-- Start of EXERCISE MATERIAL --

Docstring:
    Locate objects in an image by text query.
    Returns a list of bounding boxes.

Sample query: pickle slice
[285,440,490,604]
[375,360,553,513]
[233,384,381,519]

-- End of EXERCISE MATERIAL --

WHAT THE TASK REQUIRES
Please reproduce the entries above with "Search query" substituted for "Sample query", leaving everything else as it stands.

OUTPUT OF THE EXERCISE
Docstring:
    Locate objects in an image by text query.
    Returns a list of bounding boxes.

Search query: pickle slice
[285,440,490,604]
[375,360,553,513]
[233,384,381,519]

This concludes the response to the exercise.